PROBLEM >>
In the article on Fitch's outlook for Nigeria, which short-term challenges did Fitch point out while acknowledging the positive strides?

The agency highlighted the efforts of the Federal Government in achieving macroeconomic stability and enhancing credibility as key drivers for the positive outlook.

Some of the reforms contributing to the revised outlook include adjustments in exchange rate and monetary policy frameworks, reduction in fuel subsidies, improved collaboration between fiscal and monetary authorities, and decreased Ways and Means borrowing.

In its statement, Fitch said, “The Positive Outlook partly reflects reforms over the last year to support the restoration of macroeconomic stability and enhance policy coherence and credibility.”

While acknowledging the positive strides, Fitch also pointed out short-term challenges such as high inflation levels and continued volatility in the foreign exchange market. It emphasized the need to test the durability of the commitment to reforms.

The report commended the Central Bank of Nigeria (CBN) for its role in addressing distortions in the foreign exchange market and tightening monetary policy, which attracted foreign inflows.

However, Fitch expressed concerns about persistent volatility in the forex market, elevated inflation rates, and transparency issues regarding the true size of Nigeria’s foreign reserves.

Additionally, it raised alarms about lagging oil production levels, the necessity to boost non-oil revenues, and the burden of high interest payments due to currency depreciation and increased borrowing rates.

Background:

Last year, Fitch affirmed Nigeria’s credit outlook as stable, but raised concerns over the proposed $10 billion loan to clear the forex backlog. Since then, the Federal Government and the CBN have implemented significant policy reforms, including clearing the forex backlog, raising the monetary policy rate (MPR), and enhancing capital requirements for banks.

However, despite high rates of return attracting increased foreign inflows, the forex market witnessed significant volatility. Moreover, crude oil production remained below the budget benchmark in the first quarter of 2024, despite favorable oil prices.

The Federal Government’s substantial fuel subsidy payments in 2022 also posed financial challenges.

[Pointing dataset excerpts]
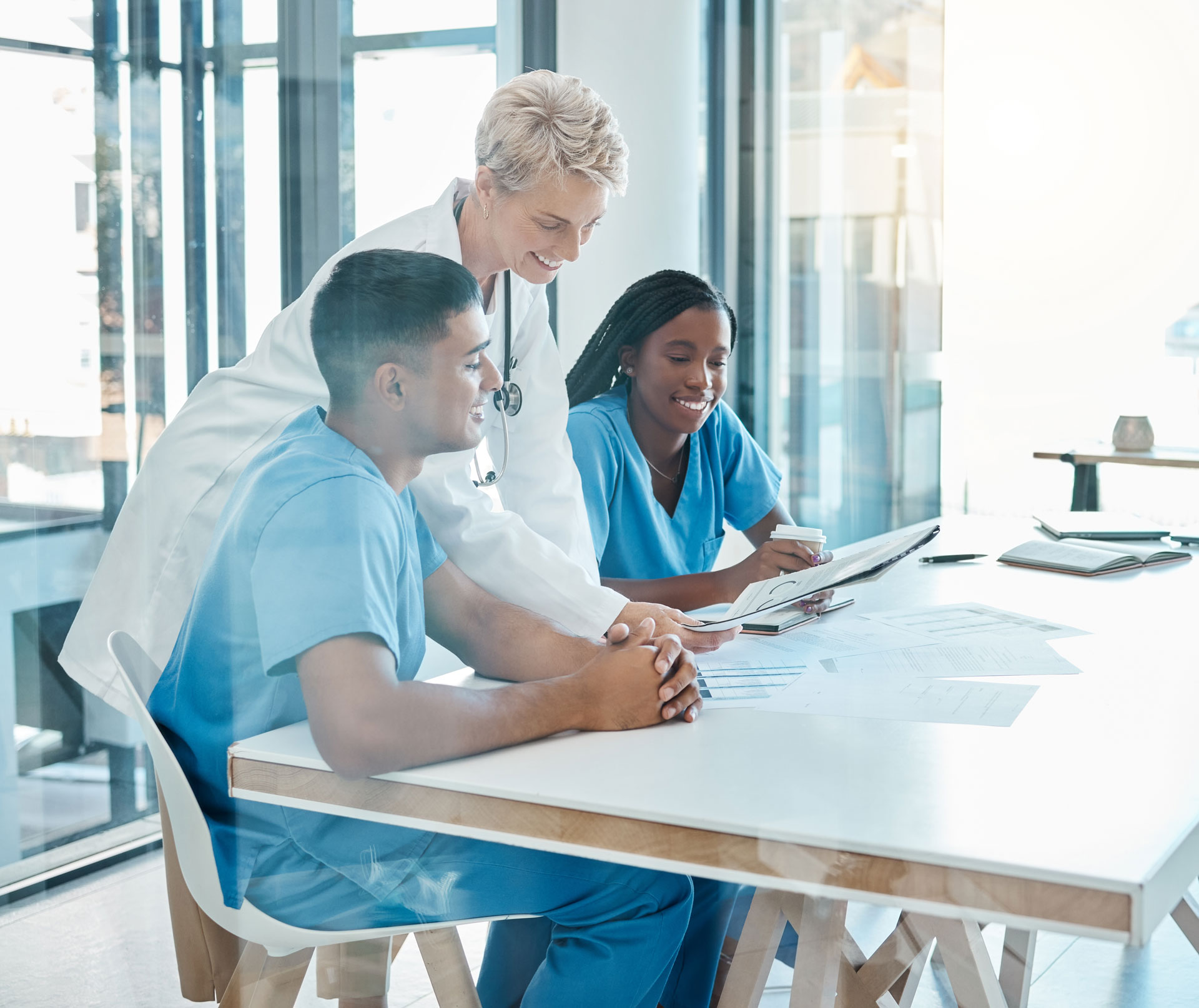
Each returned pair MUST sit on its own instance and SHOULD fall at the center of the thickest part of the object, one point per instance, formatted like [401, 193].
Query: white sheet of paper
[973, 622]
[998, 658]
[743, 687]
[789, 588]
[804, 645]
[946, 701]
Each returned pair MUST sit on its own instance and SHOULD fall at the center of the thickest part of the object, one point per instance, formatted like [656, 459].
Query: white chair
[271, 967]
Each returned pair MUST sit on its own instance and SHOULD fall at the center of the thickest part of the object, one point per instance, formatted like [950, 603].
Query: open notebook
[763, 597]
[1090, 558]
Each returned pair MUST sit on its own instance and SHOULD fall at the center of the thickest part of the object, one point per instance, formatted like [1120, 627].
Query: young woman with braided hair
[664, 463]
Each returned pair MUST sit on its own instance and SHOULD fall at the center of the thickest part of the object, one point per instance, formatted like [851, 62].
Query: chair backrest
[194, 844]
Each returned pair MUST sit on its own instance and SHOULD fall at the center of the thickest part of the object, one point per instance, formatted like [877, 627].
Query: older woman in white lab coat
[548, 155]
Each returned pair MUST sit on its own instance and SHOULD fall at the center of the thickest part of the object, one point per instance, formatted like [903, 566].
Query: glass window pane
[861, 200]
[388, 17]
[53, 22]
[407, 151]
[49, 386]
[259, 22]
[57, 774]
[263, 281]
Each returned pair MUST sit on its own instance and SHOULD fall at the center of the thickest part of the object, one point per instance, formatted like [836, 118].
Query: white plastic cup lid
[797, 533]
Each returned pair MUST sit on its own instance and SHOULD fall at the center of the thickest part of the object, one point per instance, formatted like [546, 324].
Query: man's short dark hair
[384, 305]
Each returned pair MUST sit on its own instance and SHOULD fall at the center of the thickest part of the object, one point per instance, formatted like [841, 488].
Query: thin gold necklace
[678, 477]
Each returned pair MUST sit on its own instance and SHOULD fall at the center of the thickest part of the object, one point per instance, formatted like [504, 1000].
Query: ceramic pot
[1132, 434]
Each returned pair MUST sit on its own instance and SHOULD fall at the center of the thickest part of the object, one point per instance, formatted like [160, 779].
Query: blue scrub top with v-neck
[729, 477]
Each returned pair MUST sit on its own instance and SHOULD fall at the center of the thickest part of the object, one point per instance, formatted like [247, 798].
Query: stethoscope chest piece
[509, 397]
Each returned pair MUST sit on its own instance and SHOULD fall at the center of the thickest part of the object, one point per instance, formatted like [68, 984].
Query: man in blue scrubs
[315, 600]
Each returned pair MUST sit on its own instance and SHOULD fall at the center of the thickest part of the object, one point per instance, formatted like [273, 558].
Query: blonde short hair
[543, 126]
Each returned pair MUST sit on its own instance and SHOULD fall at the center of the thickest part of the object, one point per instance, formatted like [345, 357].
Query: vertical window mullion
[228, 120]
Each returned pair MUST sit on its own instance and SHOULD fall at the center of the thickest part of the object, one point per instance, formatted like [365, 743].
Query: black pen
[951, 558]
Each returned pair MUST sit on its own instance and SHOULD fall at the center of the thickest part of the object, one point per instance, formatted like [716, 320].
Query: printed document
[809, 644]
[973, 622]
[946, 701]
[743, 688]
[1028, 658]
[763, 597]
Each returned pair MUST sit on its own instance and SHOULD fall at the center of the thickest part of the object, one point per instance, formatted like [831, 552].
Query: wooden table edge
[1124, 458]
[796, 867]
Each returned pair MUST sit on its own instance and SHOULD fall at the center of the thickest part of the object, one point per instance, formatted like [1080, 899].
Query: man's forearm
[423, 723]
[525, 646]
[495, 638]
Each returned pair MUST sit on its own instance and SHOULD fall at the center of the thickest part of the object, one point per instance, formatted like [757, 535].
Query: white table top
[1096, 784]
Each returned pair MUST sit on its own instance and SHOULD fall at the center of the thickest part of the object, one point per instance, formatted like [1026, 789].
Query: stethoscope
[508, 397]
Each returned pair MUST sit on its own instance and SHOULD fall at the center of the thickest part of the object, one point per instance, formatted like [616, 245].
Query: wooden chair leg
[1016, 966]
[891, 959]
[904, 989]
[448, 967]
[821, 927]
[262, 981]
[355, 969]
[1186, 916]
[967, 962]
[756, 951]
[205, 953]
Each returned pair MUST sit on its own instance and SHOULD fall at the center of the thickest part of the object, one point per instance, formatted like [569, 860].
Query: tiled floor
[106, 941]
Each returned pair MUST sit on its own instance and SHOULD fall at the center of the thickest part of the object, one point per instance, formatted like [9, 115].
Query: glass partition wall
[860, 249]
[173, 173]
[822, 221]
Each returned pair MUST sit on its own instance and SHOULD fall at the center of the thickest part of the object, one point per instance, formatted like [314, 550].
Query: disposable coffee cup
[813, 538]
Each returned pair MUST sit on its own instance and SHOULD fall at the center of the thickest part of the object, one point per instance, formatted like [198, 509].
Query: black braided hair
[644, 309]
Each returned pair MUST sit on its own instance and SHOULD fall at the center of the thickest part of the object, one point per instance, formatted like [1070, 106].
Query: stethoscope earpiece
[508, 397]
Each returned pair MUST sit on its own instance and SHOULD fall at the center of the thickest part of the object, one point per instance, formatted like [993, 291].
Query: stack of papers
[892, 665]
[774, 593]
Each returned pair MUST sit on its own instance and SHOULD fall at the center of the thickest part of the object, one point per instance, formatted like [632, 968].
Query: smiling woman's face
[680, 370]
[535, 232]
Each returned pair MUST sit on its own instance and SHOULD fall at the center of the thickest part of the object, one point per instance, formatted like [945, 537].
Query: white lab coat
[538, 553]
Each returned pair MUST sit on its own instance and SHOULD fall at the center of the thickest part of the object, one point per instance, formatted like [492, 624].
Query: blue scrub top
[312, 545]
[729, 477]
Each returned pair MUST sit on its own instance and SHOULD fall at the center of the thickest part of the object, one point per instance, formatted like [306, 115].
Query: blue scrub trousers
[614, 931]
[516, 949]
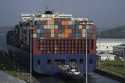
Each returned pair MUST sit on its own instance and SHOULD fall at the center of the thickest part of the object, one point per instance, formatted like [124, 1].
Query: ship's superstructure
[55, 39]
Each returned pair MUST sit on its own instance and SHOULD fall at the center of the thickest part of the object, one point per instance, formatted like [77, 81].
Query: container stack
[63, 35]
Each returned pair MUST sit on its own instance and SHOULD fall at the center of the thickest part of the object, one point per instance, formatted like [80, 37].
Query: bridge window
[60, 61]
[72, 60]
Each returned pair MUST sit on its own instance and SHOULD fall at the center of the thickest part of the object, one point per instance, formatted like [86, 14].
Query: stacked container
[63, 35]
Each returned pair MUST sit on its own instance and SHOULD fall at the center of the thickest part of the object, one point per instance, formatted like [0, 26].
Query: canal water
[96, 78]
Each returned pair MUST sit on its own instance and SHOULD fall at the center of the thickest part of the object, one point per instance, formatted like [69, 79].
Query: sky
[105, 13]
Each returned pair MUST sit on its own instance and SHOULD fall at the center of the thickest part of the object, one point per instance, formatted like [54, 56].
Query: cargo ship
[50, 39]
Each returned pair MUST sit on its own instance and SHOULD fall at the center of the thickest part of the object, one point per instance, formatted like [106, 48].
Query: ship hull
[41, 62]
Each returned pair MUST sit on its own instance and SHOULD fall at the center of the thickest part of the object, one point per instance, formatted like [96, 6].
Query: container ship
[50, 39]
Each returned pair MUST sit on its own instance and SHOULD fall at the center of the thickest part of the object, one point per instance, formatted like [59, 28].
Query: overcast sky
[105, 13]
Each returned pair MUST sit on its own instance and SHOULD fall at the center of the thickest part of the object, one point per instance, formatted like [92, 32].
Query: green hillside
[117, 32]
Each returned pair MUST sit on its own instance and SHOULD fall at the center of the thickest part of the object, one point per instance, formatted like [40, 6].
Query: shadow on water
[57, 79]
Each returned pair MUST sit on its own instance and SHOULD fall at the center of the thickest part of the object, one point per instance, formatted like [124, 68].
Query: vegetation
[116, 67]
[117, 32]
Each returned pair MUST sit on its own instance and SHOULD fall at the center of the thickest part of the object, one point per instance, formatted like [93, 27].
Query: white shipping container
[52, 35]
[83, 35]
[34, 35]
[56, 26]
[80, 26]
[38, 31]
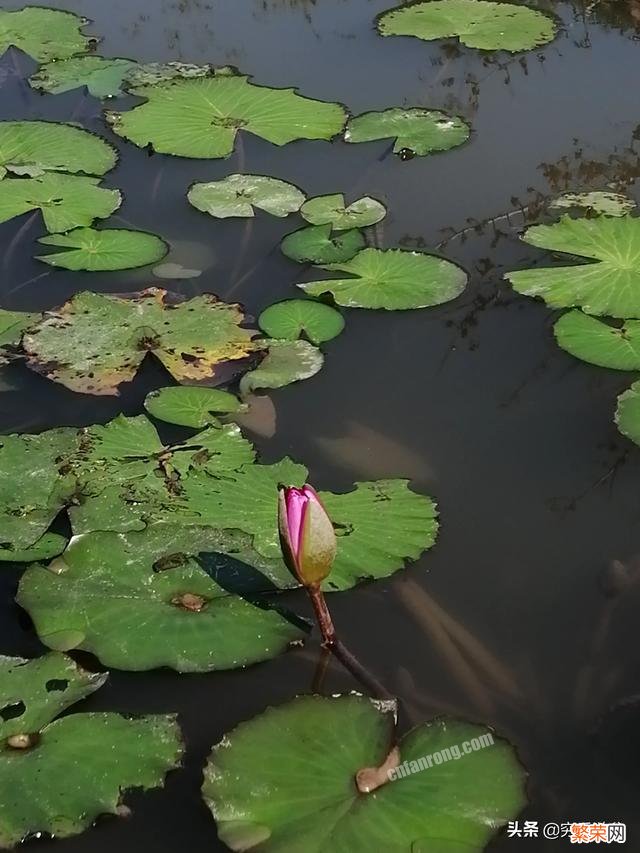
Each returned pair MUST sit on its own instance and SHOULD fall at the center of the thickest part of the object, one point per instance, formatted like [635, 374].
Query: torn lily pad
[34, 147]
[293, 318]
[392, 279]
[104, 78]
[191, 406]
[44, 34]
[609, 284]
[316, 244]
[238, 195]
[139, 601]
[333, 210]
[286, 362]
[95, 342]
[201, 117]
[66, 201]
[317, 753]
[109, 249]
[75, 768]
[477, 23]
[415, 131]
[591, 340]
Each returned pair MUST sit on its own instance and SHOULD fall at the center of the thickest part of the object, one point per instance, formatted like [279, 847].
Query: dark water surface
[538, 492]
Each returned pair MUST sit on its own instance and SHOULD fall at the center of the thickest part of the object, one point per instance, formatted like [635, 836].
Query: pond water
[473, 401]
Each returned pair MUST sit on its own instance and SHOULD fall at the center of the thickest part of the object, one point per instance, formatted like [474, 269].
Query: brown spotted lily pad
[95, 341]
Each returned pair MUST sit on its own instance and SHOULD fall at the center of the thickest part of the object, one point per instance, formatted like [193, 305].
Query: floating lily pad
[392, 279]
[34, 147]
[416, 131]
[295, 317]
[75, 768]
[316, 244]
[109, 249]
[309, 752]
[238, 195]
[477, 23]
[95, 342]
[66, 201]
[201, 117]
[628, 413]
[104, 78]
[140, 601]
[610, 286]
[43, 33]
[333, 210]
[380, 525]
[286, 362]
[616, 347]
[189, 406]
[598, 202]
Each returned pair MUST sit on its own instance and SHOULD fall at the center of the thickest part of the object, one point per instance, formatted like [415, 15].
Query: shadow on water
[516, 618]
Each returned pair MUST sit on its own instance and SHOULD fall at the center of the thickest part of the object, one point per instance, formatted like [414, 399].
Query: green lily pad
[302, 759]
[610, 286]
[104, 78]
[66, 201]
[106, 338]
[616, 347]
[290, 319]
[380, 525]
[140, 601]
[34, 147]
[477, 23]
[75, 768]
[286, 362]
[201, 117]
[190, 406]
[109, 249]
[333, 210]
[316, 244]
[598, 202]
[392, 279]
[416, 131]
[238, 195]
[43, 33]
[628, 413]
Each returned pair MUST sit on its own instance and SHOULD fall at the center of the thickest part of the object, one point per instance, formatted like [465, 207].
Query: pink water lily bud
[306, 534]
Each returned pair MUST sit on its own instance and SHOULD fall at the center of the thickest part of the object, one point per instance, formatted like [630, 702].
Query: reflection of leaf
[294, 317]
[109, 249]
[34, 147]
[610, 286]
[333, 210]
[95, 342]
[416, 130]
[66, 201]
[308, 753]
[380, 525]
[140, 600]
[286, 362]
[43, 33]
[237, 195]
[75, 768]
[201, 117]
[317, 245]
[477, 23]
[599, 343]
[189, 406]
[391, 279]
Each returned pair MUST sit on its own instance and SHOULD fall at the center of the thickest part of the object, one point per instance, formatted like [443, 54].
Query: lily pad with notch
[77, 767]
[331, 760]
[392, 279]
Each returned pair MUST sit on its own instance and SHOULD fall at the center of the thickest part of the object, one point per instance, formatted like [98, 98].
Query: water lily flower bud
[307, 537]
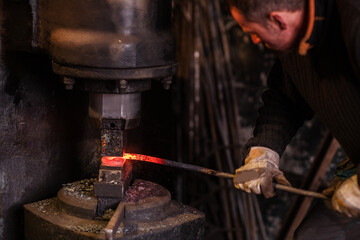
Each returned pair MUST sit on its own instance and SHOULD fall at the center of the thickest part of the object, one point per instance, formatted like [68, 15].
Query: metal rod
[194, 168]
[300, 191]
[115, 221]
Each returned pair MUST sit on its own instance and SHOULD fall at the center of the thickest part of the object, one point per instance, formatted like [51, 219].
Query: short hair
[258, 10]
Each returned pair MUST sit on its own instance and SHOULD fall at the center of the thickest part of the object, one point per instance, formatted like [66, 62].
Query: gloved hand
[261, 165]
[346, 197]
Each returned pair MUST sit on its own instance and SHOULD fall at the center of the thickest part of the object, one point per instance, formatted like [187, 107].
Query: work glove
[260, 169]
[345, 196]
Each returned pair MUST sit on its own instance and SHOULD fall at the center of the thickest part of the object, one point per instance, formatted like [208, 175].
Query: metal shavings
[107, 215]
[46, 205]
[81, 189]
[91, 228]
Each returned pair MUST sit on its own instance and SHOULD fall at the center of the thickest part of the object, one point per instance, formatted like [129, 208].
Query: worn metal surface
[113, 181]
[112, 137]
[149, 213]
[96, 39]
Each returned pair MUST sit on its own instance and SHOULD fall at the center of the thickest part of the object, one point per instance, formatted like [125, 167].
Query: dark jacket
[322, 78]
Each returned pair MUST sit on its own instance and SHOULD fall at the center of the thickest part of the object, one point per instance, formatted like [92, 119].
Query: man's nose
[255, 38]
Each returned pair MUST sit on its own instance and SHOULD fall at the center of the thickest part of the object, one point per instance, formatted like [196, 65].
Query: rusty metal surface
[113, 181]
[114, 74]
[148, 215]
[106, 39]
[112, 137]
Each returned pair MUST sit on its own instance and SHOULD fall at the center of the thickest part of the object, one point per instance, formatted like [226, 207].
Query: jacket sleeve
[350, 26]
[282, 113]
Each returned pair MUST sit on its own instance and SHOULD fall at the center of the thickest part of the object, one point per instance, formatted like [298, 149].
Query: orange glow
[113, 161]
[134, 156]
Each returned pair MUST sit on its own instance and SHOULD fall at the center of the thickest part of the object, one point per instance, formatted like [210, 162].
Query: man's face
[269, 33]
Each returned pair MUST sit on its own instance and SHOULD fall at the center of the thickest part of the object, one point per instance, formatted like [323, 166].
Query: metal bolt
[69, 83]
[166, 82]
[123, 84]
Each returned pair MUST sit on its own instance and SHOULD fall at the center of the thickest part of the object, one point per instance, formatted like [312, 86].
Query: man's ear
[279, 20]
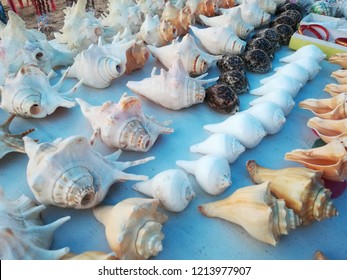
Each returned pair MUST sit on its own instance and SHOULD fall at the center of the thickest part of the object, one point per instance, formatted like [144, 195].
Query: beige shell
[23, 235]
[300, 187]
[331, 159]
[263, 216]
[133, 227]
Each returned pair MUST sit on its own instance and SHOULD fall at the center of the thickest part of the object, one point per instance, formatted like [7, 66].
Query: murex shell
[123, 125]
[23, 235]
[69, 173]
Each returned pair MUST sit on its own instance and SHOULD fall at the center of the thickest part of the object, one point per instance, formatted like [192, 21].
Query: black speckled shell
[223, 99]
[262, 44]
[257, 61]
[236, 80]
[231, 62]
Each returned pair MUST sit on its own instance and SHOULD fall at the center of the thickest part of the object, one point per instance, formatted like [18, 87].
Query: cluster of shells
[71, 173]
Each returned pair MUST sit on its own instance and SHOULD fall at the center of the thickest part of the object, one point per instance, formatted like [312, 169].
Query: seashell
[329, 108]
[30, 94]
[81, 29]
[281, 97]
[11, 142]
[221, 145]
[243, 126]
[300, 187]
[222, 98]
[219, 40]
[284, 82]
[327, 129]
[194, 60]
[173, 89]
[257, 61]
[123, 125]
[133, 227]
[270, 116]
[69, 173]
[210, 171]
[23, 235]
[171, 187]
[331, 159]
[305, 51]
[263, 216]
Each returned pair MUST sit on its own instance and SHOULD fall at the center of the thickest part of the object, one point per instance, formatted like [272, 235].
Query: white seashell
[173, 89]
[30, 94]
[243, 126]
[284, 82]
[194, 60]
[281, 97]
[123, 125]
[70, 173]
[133, 227]
[220, 144]
[270, 116]
[171, 187]
[211, 172]
[219, 40]
[23, 235]
[306, 51]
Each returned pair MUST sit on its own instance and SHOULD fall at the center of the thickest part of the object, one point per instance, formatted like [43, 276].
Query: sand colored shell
[254, 208]
[123, 125]
[301, 188]
[23, 235]
[133, 227]
[69, 173]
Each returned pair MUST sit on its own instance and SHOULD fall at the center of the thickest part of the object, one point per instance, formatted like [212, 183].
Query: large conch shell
[331, 159]
[173, 89]
[23, 235]
[69, 173]
[300, 187]
[219, 40]
[81, 29]
[194, 60]
[211, 172]
[11, 142]
[243, 126]
[263, 216]
[328, 108]
[123, 125]
[133, 227]
[30, 94]
[171, 187]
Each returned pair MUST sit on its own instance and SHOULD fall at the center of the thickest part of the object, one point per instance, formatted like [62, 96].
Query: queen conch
[133, 227]
[173, 89]
[254, 208]
[23, 235]
[123, 125]
[300, 187]
[69, 173]
[171, 187]
[30, 94]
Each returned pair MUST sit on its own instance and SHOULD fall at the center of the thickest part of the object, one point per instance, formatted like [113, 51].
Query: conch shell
[171, 187]
[211, 172]
[123, 125]
[331, 159]
[263, 216]
[11, 142]
[133, 227]
[69, 173]
[300, 187]
[23, 235]
[30, 94]
[173, 89]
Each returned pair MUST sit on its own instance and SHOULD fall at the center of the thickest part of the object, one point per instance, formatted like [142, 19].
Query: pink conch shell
[123, 125]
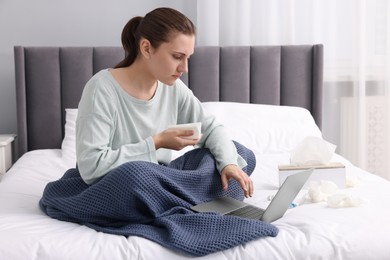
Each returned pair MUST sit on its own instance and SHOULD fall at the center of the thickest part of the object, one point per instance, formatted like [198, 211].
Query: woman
[124, 112]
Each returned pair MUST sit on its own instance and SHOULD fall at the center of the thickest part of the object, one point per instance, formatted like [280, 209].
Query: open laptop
[275, 210]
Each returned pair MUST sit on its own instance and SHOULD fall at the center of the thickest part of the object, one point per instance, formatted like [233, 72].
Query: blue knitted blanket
[153, 201]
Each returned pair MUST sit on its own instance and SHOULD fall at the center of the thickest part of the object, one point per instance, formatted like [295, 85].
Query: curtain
[355, 35]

WORKED SOLUTION >>
High inflation levels and continued volatility in the foreign exchange market.